PASSAGE -
PyDarshan job summary cleanup

Question

PyDarshan job summary cleanup

shanedsnyder opened this issue 2 years ago · 4 comments

Answer 1 · 2023-02-28T16:56:36.000Z

There is some duplication with i.e., gh-804 here as well.

Answer 2 · 2023-02-28T20:19:58.000Z

I embarrassingly can't figure this one out:

Erroneous "type" row in File Count Summary table

Seems like it ought to be a one-liner to move the "type" index up to a column like other values, but I can't quite seem to pull it off.

Most of the other issues I've already addressed in #907

Answer 3 · 2023-02-28T20:53:01.000Z

It wasn't an error--it was an intentional index label. You can remove it, but then you'll need to shim the test suite as well (which is pretty good to do even for aesthetic changes anyway). This is pretty straightforward, but it wasn't a bug (it was intentional) so I'd prefer not using this approach:

--- a/darshan-util/pydarshan/darshan/lib/accum.py
+++ b/darshan-util/pydarshan/darshan/lib/accum.py
@@ -71,7 +71,6 @@ def log_file_count_summary_table(derived_metrics,
                              "read/write files":3}
     df = pd.DataFrame.from_dict(darshan_file_category, orient="index")
     df.rename(columns={0:"index"}, inplace=True)
-    df.index.rename('type', inplace=True)
     df["number of files"] = np.zeros(4, dtype=int)
     df["avg. size"] = np.zeros(4, dtype=str)
     df["max size"] = np.zeros(4, dtype=str)
diff --git a/darshan-util/pydarshan/darshan/tests/test_lib_accum.py b/darshan-util/pydarshan/darshan/tests/test_lib_accum.py
index 080264d1..3d23fb76 100644
--- a/darshan-util/pydarshan/darshan/tests/test_lib_accum.py
+++ b/darshan-util/pydarshan/darshan/tests/test_lib_accum.py
@@ -203,7 +203,6 @@ def test_file_count_summary_table(log_name,
                          "read-only files",
                          "write-only files",
                          "read/write files"]
-    expected_df.index.rename('type', inplace=True)

TASK INSTRUCTIONS -
a) Turn the paragraph of the PyDarshan thread that begins "It wasn't an error--it was an intentional index label" into a short bulleted list that keeps its main facts.
b) Summarize the PyDarshan thread in two sentences.
c) Reproduce the PyDarshan thread verbatim, starting at "Answer 1 · 2023-02-28T16:56:36.000Z" and ending at "pull it off.".

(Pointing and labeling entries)
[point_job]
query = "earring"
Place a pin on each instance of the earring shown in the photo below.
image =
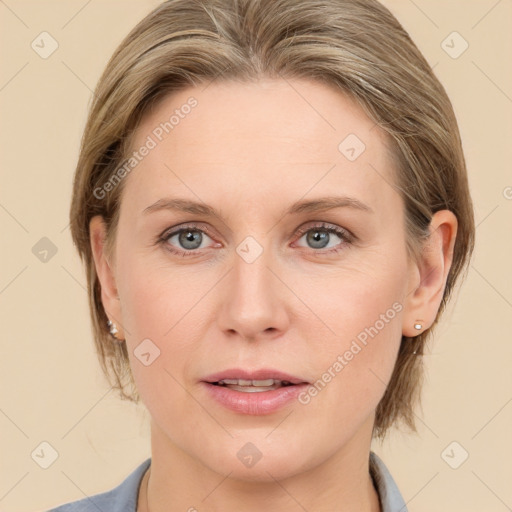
(113, 329)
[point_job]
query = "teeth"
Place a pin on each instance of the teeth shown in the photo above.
(256, 383)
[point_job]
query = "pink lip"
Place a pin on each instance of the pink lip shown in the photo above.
(264, 402)
(262, 374)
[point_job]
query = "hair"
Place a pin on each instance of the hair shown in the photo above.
(358, 47)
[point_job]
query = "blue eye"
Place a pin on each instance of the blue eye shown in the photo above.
(325, 237)
(320, 239)
(188, 239)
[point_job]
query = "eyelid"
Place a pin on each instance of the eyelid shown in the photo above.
(346, 235)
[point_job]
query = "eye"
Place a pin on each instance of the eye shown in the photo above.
(324, 237)
(185, 240)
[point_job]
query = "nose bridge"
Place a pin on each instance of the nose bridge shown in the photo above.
(253, 301)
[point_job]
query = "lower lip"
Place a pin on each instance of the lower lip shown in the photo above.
(257, 403)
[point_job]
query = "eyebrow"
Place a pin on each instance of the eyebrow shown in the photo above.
(302, 206)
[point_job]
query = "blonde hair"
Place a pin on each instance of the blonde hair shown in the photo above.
(356, 46)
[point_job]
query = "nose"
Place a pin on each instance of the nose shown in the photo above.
(254, 300)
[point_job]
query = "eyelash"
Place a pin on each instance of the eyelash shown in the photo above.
(344, 234)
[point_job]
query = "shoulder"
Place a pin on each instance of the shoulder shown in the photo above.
(122, 498)
(389, 495)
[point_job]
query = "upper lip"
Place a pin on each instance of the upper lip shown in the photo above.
(260, 374)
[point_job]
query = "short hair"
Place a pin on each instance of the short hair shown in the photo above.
(358, 47)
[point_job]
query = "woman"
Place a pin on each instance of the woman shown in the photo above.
(272, 205)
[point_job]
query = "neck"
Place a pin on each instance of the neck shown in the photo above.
(176, 482)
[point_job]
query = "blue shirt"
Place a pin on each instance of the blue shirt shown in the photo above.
(124, 497)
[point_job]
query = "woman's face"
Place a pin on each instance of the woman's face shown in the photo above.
(292, 260)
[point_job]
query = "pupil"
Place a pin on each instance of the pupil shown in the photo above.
(190, 239)
(318, 239)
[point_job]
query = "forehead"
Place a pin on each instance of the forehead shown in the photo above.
(254, 140)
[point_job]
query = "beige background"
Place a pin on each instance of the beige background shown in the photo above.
(52, 389)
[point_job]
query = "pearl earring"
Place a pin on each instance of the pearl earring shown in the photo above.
(112, 328)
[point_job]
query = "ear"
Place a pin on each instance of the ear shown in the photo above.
(105, 273)
(429, 274)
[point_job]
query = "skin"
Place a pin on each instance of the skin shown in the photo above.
(250, 151)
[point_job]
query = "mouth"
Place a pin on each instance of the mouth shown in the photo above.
(257, 392)
(252, 386)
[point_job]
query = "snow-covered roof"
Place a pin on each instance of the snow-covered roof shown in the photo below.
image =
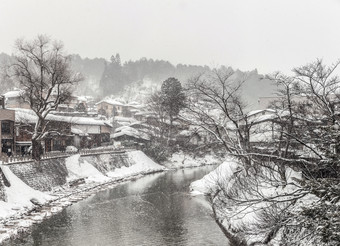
(15, 93)
(129, 131)
(28, 116)
(255, 112)
(82, 98)
(110, 101)
(78, 132)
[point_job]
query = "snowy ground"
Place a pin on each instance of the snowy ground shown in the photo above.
(184, 160)
(242, 217)
(25, 206)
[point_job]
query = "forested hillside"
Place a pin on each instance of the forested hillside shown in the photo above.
(135, 79)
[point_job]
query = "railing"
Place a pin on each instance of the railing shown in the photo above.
(62, 154)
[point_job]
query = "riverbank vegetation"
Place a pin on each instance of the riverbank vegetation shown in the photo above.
(282, 187)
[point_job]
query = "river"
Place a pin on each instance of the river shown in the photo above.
(156, 209)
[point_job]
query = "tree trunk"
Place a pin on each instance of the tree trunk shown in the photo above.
(37, 150)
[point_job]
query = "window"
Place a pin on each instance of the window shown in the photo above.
(5, 127)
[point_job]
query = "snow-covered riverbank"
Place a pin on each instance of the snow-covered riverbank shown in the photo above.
(25, 206)
(239, 211)
(185, 160)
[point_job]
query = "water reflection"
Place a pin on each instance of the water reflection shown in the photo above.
(153, 210)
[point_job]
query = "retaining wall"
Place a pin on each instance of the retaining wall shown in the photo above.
(50, 173)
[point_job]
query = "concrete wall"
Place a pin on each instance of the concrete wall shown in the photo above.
(47, 174)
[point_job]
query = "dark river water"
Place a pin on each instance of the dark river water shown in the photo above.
(154, 210)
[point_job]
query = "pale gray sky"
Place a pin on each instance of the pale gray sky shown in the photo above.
(269, 35)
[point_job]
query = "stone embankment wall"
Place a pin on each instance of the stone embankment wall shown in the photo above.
(3, 182)
(51, 173)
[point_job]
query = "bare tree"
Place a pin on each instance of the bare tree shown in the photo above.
(305, 126)
(43, 71)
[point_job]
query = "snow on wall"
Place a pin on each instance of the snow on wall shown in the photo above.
(42, 176)
(140, 163)
(80, 168)
(108, 162)
(3, 182)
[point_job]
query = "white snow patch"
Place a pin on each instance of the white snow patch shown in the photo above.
(83, 170)
(143, 165)
(182, 160)
(19, 195)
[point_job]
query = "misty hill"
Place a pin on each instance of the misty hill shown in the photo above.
(134, 80)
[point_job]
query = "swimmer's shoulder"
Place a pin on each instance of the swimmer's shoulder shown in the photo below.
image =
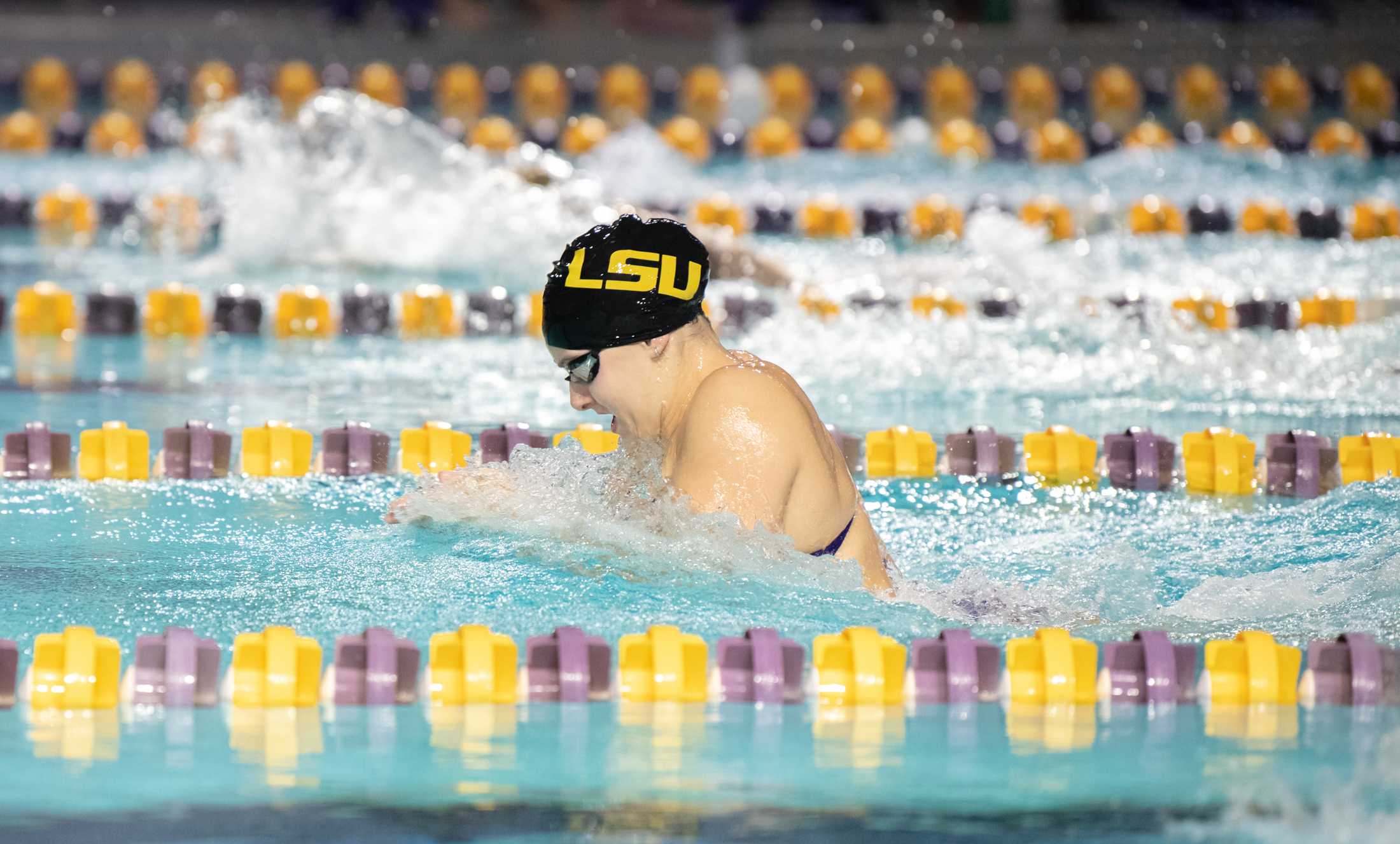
(764, 391)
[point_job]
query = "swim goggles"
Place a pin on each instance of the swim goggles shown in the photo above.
(583, 368)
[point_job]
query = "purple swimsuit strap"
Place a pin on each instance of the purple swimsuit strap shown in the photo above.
(836, 543)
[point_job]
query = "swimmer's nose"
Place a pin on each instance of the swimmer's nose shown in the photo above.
(578, 398)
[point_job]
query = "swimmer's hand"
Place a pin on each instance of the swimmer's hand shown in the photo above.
(489, 492)
(400, 507)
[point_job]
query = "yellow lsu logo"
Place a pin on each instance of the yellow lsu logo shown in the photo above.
(660, 273)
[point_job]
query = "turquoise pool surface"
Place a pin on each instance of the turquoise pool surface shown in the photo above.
(228, 556)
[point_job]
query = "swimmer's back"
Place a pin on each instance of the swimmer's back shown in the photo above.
(752, 444)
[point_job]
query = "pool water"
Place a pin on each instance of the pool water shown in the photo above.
(235, 555)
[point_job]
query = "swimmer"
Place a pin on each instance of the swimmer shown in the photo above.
(624, 321)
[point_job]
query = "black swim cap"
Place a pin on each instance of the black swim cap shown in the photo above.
(625, 283)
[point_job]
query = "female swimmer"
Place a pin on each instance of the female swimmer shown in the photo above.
(624, 319)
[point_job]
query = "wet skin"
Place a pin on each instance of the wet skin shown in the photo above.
(739, 436)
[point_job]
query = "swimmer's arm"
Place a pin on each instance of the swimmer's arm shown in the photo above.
(470, 480)
(731, 455)
(731, 259)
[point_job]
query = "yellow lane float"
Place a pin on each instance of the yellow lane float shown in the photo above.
(624, 94)
(583, 134)
(900, 452)
(927, 301)
(1060, 455)
(303, 312)
(865, 136)
(76, 670)
(1268, 216)
(114, 452)
(662, 665)
(935, 218)
(1219, 462)
(825, 218)
(1154, 214)
(172, 311)
(592, 437)
(381, 81)
(494, 135)
(948, 95)
(1052, 668)
(1208, 311)
(1116, 99)
(132, 90)
(1284, 94)
(869, 94)
(818, 304)
(1326, 308)
(541, 94)
(1200, 95)
(65, 219)
(773, 137)
(1374, 219)
(689, 137)
(790, 94)
(471, 665)
(720, 211)
(963, 141)
(295, 85)
(45, 310)
(118, 135)
(46, 88)
(1339, 137)
(274, 668)
(858, 667)
(1033, 97)
(428, 311)
(435, 447)
(24, 132)
(1368, 94)
(704, 94)
(1245, 136)
(1054, 142)
(214, 81)
(459, 94)
(1149, 135)
(1368, 457)
(1051, 214)
(276, 450)
(1249, 670)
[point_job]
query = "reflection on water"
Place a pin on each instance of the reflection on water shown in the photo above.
(858, 737)
(939, 759)
(76, 735)
(277, 740)
(480, 735)
(659, 737)
(1056, 728)
(1255, 726)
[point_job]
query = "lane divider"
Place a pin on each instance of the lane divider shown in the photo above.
(1217, 461)
(276, 668)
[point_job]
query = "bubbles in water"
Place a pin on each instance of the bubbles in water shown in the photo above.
(354, 183)
(615, 514)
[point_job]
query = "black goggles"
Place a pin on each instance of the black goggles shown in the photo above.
(583, 368)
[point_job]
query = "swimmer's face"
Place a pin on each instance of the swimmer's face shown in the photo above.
(627, 387)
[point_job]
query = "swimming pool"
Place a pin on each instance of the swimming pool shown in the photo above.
(235, 555)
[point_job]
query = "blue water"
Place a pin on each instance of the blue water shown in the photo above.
(235, 555)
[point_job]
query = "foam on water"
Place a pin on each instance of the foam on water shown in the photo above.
(617, 513)
(356, 183)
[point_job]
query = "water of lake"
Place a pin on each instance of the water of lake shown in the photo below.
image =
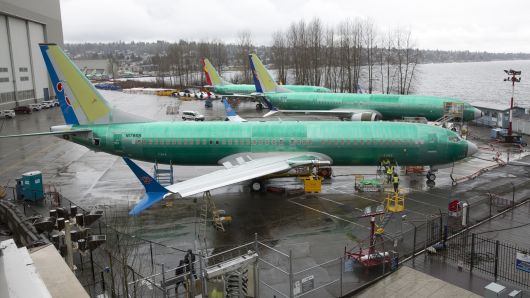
(475, 81)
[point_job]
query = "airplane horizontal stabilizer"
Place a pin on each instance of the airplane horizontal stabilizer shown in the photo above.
(154, 192)
(49, 133)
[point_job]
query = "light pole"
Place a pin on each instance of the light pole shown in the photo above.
(512, 77)
(403, 220)
(513, 194)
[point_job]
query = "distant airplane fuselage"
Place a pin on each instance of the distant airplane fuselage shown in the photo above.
(389, 106)
(345, 143)
(232, 89)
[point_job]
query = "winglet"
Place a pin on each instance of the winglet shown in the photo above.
(154, 192)
(262, 78)
(212, 76)
(273, 109)
(230, 113)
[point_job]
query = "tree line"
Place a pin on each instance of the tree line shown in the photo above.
(348, 57)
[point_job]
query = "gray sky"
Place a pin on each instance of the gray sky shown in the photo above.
(488, 25)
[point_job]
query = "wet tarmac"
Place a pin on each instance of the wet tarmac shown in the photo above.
(323, 223)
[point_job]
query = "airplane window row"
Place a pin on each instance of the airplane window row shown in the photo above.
(277, 142)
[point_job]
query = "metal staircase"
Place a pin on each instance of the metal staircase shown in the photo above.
(164, 176)
(386, 219)
(209, 213)
(236, 283)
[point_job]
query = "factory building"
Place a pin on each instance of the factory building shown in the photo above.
(23, 25)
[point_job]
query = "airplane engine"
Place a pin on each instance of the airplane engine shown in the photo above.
(366, 116)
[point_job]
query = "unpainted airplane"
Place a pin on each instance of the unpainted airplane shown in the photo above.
(352, 106)
(247, 151)
(218, 85)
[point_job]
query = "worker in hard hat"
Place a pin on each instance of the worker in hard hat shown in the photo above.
(389, 171)
(395, 181)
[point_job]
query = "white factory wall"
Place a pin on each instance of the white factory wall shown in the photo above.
(40, 74)
(6, 80)
(21, 59)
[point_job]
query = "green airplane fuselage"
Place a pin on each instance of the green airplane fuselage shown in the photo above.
(248, 89)
(345, 143)
(389, 106)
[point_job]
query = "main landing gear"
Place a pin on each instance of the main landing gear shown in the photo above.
(256, 186)
(430, 178)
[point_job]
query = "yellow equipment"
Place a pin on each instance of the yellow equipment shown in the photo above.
(312, 184)
(395, 202)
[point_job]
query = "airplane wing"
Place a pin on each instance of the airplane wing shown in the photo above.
(241, 168)
(247, 170)
(353, 114)
(245, 96)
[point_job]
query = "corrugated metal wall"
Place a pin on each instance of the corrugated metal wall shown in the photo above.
(22, 71)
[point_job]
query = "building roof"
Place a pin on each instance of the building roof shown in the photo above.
(493, 106)
(40, 272)
(408, 282)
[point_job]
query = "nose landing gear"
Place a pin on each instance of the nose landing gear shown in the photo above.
(430, 179)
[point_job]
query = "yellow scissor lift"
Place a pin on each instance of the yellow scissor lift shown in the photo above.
(394, 203)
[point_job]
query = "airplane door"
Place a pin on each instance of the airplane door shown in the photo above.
(117, 143)
(432, 143)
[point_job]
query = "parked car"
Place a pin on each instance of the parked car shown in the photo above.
(35, 106)
(50, 104)
(22, 110)
(192, 115)
(7, 114)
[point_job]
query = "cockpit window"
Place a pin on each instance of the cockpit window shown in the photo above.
(455, 138)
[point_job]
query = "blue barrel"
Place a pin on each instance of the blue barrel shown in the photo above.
(32, 187)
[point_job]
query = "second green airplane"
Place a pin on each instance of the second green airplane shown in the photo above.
(356, 107)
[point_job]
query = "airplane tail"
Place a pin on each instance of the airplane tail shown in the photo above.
(272, 109)
(212, 76)
(262, 78)
(154, 192)
(230, 113)
(79, 100)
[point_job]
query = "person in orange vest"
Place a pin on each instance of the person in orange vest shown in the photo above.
(389, 171)
(395, 181)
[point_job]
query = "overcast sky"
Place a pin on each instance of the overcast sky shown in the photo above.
(488, 25)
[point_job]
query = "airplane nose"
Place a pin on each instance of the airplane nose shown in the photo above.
(478, 113)
(471, 149)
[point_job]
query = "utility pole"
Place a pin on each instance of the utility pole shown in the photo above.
(512, 77)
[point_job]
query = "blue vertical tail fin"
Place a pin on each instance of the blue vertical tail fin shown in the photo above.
(154, 192)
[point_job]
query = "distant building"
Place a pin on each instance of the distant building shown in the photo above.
(23, 25)
(96, 69)
(497, 115)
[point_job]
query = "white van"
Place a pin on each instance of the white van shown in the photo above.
(50, 103)
(35, 106)
(8, 114)
(192, 115)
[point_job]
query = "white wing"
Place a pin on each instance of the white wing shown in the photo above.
(246, 169)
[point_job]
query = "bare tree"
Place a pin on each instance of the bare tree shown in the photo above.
(370, 36)
(407, 59)
(245, 47)
(280, 55)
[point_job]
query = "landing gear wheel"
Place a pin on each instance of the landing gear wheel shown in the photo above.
(430, 183)
(256, 186)
(430, 176)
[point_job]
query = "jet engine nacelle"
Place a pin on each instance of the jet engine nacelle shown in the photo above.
(366, 116)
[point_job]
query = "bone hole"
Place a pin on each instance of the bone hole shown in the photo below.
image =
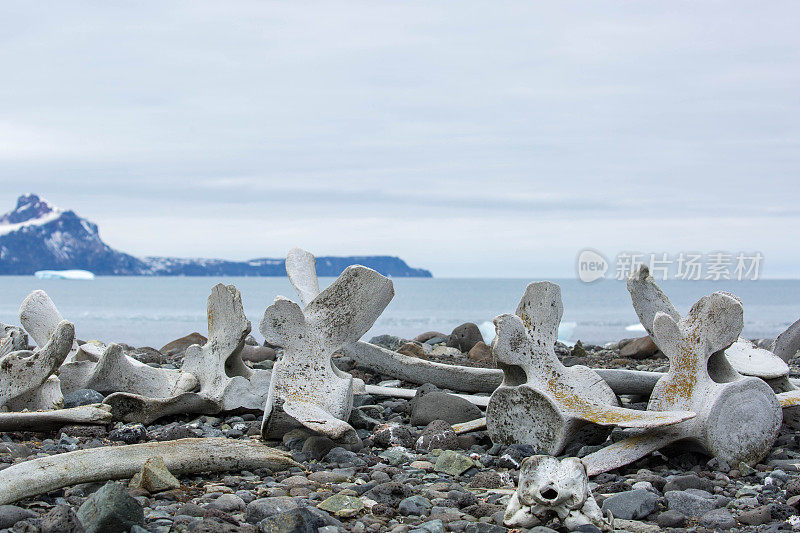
(719, 369)
(514, 374)
(549, 493)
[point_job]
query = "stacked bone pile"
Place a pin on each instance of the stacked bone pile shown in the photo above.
(690, 427)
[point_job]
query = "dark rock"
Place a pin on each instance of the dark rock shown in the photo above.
(61, 519)
(318, 446)
(465, 336)
(130, 434)
(755, 517)
(480, 352)
(428, 335)
(80, 397)
(482, 527)
(257, 354)
(173, 431)
(262, 508)
(688, 481)
(640, 348)
(578, 351)
(412, 349)
(513, 455)
(437, 405)
(690, 502)
(671, 518)
(178, 346)
(389, 493)
(486, 479)
(390, 342)
(718, 519)
(438, 434)
(387, 435)
(11, 514)
(110, 510)
(301, 520)
(631, 505)
(83, 431)
(147, 355)
(414, 506)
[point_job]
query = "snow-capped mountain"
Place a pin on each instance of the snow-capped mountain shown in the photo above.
(39, 236)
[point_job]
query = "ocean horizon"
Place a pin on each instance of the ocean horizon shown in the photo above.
(151, 311)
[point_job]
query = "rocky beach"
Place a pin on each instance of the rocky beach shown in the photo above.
(409, 470)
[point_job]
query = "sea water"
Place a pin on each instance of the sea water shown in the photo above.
(151, 311)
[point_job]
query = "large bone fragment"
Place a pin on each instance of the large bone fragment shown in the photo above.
(306, 387)
(738, 417)
(183, 456)
(541, 402)
(213, 378)
(22, 372)
(44, 420)
(549, 486)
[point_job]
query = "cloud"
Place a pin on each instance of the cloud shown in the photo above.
(475, 139)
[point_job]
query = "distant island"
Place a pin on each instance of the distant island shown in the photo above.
(39, 236)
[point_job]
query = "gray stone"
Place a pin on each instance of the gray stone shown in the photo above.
(390, 342)
(718, 519)
(438, 434)
(130, 434)
(61, 519)
(465, 336)
(453, 463)
(631, 505)
(692, 503)
(300, 520)
(228, 503)
(11, 514)
(432, 526)
(442, 406)
(414, 506)
(671, 518)
(110, 510)
(262, 508)
(80, 397)
(688, 481)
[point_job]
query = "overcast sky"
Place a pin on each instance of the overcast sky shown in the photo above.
(474, 139)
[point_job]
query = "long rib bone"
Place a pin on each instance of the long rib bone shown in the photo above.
(738, 417)
(541, 402)
(43, 420)
(300, 266)
(306, 388)
(183, 456)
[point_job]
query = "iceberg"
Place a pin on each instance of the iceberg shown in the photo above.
(64, 274)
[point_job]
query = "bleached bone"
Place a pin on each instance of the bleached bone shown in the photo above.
(45, 397)
(22, 372)
(300, 266)
(550, 487)
(40, 317)
(117, 372)
(742, 356)
(541, 402)
(306, 387)
(44, 420)
(396, 392)
(13, 339)
(738, 417)
(182, 456)
(225, 383)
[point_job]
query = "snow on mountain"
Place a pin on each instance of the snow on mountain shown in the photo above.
(39, 236)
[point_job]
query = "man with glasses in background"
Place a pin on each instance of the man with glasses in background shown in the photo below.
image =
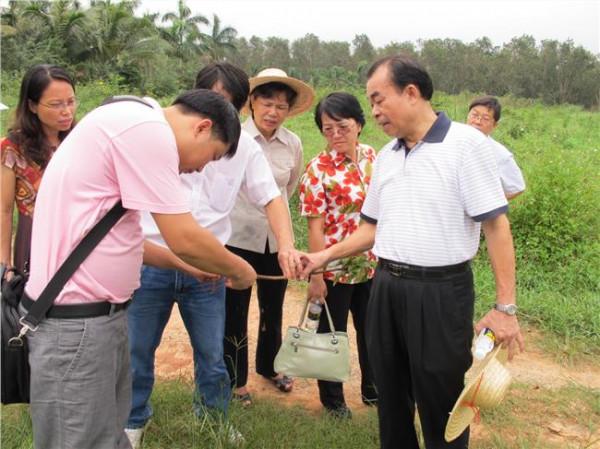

THE ANSWERS -
a)
- The "type" label was an intentional index label, not an error.
- It can be removed, but the test suite would then need a shim as well.
- Shimming the tests is worth doing even for aesthetic changes.
- The change is straightforward.
- Because the label was intentional and not a bug, the writer would prefer not to use this approach.

b) One participant could not move the "type" index in the File Count Summary table up to a column and said most of the other issues had already been addressed in #907. Another replied that the label was an intentional index label rather than an error, and showed that removing it would also require changing the test suite, an approach they would prefer not to use.

c)
Answer 1 · 2023-02-28T16:56:36.000Z

There is some duplication with i.e., gh-804 here as well.

Answer 2 · 2023-02-28T20:19:58.000Z

I embarrassingly can't figure this one out:

Erroneous "type" row in File Count Summary table

Seems like it ought to be a one-liner to move the "type" index up to a column like other values, but I can't quite seem to pull it off.